begin PASSAGE SHOWN

Speaking to Oxfam, an East Aleppo resident, Basma, 35, said: “The water network is damaged in some areas, to the point where you can see [bomb] craters filled with water. We are still managing to get water through different means, from local wells. But it’s not safe to go out in the street”.
Nassim, 65, another resident of East Aleppo reported that food was scarce. “Fetching water from the local wells is another daily challenge, as going out is dangerous and the water quality is an issue. You can’t be sure if the water is safe or contaminated”.
Walid, 35, from West Aleppo said: “Queuing to get water is a time consuming struggle, and buying water is becoming expensive. You need to pay more to get water first from truckers. Winter is coming and we have no electricity, and fuel is not available. The situation is becoming unbearable.”
Syrian forces and their allies, backed by Russian and Syrian aerial bombardment, launched a military operation on September 22 to retake East Aleppo, where 250.000 people are trapped with no access to aid and face constant attacks from the air. There are daily reports of civilian casualties and damage to civilian infrastructure
"The horrors in Aleppo continue to mount. That the bombardment of the city is being carried out and supported by a permanent member of the UN Security Council, flouting the very resolutions it has passed, makes a mockery of the international system designed to promote peace, stability and respect for human rights. But this cannot be an excuse for inaction on the part of other members of the international community,” said Oxfam's Baker.
“Other permanent and non-permanent members of the UN Security Council should support a resolution demanding an immediate halt to aerial attacks on Aleppo, to allow for aid to be delivered and the ceasefire and political negotiations to be revived."
Notes to editors
In addition to the 2,000 KVA generator installed in Suleiman al-Halabi, Oxfam has equipped three wells in West Aleppo to produce around 500,000 liters per day and installed eight water purification units on the Qweik river to produce also 500,000 liters, though four of them are currently being repaired after sustaining damage.Oxfam also has 3,500 hygiene kits ready to be distributed in East Aleppo, but the convoy cannot currently access the opposition held part of the city.

end PASSAGE SHOWN
begin DATA

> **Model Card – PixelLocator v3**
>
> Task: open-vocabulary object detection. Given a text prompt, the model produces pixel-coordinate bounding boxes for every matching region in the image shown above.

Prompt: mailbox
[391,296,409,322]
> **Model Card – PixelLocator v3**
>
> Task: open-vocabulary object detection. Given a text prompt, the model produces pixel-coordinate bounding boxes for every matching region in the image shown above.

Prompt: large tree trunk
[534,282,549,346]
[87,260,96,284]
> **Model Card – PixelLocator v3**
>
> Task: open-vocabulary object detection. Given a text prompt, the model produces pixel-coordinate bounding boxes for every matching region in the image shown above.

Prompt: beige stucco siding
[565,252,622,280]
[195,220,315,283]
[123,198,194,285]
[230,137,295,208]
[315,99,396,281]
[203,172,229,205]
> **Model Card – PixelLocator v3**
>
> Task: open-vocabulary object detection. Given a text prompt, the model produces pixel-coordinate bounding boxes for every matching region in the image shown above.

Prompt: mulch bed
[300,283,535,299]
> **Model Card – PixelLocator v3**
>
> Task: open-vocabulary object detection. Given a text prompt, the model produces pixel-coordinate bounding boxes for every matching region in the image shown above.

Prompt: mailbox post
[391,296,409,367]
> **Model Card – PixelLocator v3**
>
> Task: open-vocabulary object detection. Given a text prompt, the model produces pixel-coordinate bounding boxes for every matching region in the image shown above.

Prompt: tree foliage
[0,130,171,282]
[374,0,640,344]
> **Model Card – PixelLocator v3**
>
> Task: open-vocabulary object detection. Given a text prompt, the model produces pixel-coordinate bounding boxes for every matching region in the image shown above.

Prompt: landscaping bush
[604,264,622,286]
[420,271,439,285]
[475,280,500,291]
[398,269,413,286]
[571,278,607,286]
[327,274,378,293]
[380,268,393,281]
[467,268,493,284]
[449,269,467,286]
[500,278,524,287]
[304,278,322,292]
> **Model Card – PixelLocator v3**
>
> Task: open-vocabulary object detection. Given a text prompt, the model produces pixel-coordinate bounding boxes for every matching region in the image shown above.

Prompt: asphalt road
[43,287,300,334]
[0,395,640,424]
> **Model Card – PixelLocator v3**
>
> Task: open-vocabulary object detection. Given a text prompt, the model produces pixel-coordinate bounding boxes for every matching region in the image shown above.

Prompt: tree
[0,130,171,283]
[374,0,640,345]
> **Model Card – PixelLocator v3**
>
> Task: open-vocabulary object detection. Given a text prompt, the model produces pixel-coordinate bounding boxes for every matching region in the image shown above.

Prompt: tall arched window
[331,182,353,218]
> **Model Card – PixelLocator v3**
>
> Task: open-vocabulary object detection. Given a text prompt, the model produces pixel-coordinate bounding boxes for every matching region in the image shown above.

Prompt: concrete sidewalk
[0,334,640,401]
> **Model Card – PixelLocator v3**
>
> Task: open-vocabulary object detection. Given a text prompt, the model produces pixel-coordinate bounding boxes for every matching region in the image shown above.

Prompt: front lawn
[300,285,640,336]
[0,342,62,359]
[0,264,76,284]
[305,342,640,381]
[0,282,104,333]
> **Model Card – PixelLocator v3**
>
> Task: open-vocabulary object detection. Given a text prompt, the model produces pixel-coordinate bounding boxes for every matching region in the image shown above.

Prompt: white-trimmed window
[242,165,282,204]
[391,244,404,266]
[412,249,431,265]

end DATA

• _WORK INSTRUCTIONS_:
1 – Decide whether each statement agrees with the passage on Aleppo, answering yes or no and quoting the words that settle it: (a) Walid lives in East Aleppo. (b) The military operation to retake East Aleppo began on September 22. (c) Oxfam installed eight water purification units on the Qweik river.
2 – Using the passage on Aleppo, answer each question:
(a) How old is Nassim?
(b) Where does Basma say residents are still managing to get water?
(c) How many hygiene kits does Oxfam have ready for East Aleppo?
Work only from the passage on Aleppo; the items play no part.

• _SOLUTIONS BY TASK_:
1 –
(a) No: "Walid, 35, from West Aleppo said"
(b) Yes: "launched a military operation on September 22 to retake East Aleppo"
(c) Yes: "installed eight water purification units on the Qweik river"

2 –
(a) 65
(b) From local wells
(c) 3,500